*** Provided records ***

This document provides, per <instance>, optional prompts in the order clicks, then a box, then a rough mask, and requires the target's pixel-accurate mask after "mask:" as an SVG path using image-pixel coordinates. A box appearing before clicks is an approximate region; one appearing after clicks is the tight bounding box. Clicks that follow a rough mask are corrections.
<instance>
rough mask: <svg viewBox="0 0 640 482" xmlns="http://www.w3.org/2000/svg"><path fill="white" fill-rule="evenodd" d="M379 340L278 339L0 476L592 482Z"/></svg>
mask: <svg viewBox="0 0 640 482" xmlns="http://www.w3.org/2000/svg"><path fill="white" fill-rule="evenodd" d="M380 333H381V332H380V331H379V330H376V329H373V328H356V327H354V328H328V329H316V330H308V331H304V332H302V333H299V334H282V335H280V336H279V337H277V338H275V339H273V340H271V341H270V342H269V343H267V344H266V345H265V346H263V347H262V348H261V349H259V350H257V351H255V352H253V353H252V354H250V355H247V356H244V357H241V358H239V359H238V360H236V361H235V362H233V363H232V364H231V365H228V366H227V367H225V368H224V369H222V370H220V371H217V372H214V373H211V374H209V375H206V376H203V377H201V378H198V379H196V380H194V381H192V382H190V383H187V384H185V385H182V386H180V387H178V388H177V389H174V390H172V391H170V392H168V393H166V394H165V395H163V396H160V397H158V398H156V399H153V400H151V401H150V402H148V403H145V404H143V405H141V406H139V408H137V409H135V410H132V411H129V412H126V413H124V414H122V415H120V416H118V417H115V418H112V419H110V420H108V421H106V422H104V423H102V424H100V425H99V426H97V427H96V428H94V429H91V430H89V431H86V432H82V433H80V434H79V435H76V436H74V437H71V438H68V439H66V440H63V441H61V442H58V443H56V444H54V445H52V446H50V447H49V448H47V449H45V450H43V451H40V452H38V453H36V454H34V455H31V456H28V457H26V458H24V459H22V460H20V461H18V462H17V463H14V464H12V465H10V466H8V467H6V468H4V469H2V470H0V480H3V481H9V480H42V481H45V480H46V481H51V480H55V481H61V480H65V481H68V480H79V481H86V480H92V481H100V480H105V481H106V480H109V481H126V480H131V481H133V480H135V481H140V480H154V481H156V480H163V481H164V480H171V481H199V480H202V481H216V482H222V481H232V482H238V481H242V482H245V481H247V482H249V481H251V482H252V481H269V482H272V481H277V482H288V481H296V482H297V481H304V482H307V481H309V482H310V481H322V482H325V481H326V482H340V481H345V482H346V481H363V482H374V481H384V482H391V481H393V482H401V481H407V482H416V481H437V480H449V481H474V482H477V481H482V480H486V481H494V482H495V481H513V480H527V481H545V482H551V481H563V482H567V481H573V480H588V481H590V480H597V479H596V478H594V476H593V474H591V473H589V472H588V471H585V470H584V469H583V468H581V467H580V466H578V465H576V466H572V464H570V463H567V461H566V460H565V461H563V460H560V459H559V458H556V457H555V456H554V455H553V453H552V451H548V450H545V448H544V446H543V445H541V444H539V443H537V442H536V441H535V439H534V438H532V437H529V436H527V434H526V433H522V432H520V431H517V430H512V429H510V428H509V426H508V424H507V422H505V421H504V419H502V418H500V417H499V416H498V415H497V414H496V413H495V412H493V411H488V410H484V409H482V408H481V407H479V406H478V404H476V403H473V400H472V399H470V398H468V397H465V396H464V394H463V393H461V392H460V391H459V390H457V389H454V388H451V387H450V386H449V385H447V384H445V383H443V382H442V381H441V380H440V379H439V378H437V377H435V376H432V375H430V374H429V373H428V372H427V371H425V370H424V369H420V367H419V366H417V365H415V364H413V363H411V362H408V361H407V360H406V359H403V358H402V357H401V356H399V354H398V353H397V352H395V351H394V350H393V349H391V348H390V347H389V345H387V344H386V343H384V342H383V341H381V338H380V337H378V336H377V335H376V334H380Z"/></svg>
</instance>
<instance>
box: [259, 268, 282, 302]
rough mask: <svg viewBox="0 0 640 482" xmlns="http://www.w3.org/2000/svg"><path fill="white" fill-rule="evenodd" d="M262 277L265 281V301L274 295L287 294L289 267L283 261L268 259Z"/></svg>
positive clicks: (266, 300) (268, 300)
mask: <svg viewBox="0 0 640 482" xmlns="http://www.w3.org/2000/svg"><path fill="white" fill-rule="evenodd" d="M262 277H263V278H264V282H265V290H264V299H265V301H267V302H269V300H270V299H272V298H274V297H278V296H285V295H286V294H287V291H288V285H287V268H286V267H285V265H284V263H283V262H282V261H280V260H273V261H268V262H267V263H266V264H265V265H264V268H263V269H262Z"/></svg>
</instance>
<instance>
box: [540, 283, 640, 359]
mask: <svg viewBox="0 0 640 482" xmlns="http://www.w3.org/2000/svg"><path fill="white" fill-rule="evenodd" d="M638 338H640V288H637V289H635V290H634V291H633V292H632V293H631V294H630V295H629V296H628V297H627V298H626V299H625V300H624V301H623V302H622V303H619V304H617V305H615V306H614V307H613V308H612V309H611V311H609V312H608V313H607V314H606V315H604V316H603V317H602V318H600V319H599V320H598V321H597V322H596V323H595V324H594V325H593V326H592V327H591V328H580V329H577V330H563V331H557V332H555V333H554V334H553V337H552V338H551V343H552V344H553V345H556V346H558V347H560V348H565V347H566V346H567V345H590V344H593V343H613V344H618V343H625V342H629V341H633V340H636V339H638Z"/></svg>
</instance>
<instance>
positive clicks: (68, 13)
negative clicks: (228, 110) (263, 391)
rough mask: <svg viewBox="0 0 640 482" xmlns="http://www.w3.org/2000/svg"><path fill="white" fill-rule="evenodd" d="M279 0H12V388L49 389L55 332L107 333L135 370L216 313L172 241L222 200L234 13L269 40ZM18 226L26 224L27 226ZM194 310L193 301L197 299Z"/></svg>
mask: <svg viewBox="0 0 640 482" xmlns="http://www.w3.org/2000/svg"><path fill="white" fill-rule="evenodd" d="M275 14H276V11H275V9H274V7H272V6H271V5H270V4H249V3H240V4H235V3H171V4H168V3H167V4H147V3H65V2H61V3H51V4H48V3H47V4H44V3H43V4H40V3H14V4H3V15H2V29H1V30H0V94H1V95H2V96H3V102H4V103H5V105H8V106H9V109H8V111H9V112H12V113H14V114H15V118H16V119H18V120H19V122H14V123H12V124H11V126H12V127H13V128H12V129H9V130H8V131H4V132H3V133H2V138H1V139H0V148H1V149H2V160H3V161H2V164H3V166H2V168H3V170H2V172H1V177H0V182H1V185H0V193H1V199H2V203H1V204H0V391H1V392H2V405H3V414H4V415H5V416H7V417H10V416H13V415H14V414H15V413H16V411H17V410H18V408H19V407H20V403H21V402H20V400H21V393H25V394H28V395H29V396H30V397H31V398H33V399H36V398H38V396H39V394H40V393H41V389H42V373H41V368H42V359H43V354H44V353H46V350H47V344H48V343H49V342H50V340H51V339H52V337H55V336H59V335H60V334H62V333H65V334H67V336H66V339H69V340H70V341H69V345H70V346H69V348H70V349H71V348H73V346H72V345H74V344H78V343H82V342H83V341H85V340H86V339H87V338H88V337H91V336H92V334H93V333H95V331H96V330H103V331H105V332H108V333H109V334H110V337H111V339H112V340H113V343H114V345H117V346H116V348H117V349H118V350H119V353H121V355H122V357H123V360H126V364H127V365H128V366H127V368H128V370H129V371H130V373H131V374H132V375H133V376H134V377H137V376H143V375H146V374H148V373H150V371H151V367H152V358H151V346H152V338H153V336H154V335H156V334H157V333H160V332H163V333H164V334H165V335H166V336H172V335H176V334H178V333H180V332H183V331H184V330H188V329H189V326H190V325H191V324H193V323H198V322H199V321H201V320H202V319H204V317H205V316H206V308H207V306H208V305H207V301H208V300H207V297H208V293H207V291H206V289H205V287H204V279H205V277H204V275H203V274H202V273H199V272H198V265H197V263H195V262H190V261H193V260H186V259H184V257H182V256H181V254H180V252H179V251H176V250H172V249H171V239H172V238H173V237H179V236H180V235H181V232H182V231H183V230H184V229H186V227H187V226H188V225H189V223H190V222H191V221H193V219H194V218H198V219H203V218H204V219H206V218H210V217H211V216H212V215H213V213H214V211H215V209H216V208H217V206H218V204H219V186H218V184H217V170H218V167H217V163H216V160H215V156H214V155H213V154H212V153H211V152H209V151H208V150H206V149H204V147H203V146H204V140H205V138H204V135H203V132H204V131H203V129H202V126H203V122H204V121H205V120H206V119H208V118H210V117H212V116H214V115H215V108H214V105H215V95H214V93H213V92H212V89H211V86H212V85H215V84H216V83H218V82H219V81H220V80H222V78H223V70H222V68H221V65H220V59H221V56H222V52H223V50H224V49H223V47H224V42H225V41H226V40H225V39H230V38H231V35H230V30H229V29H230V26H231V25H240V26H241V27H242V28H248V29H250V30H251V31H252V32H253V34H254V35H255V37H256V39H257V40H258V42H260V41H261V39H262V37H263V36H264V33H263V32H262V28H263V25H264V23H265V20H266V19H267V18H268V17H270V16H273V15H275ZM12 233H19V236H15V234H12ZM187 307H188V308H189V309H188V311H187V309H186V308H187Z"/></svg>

*** End of Provided records ***

What is expected ▸ Copy out, character for character, everything from the first line of the items through the line that contains "340L278 339L0 476L592", including that line.

Written answer ▸
This document provides, per <instance>, optional prompts in the order clicks, then a box, then a rough mask, and requires the target's pixel-accurate mask after "mask:" as an SVG path using image-pixel coordinates. A box appearing before clicks is an approximate region; one appearing after clicks is the tight bounding box. Clicks that follow a rough mask are corrections.
<instance>
rough mask: <svg viewBox="0 0 640 482" xmlns="http://www.w3.org/2000/svg"><path fill="white" fill-rule="evenodd" d="M379 340L278 339L0 476L592 482Z"/></svg>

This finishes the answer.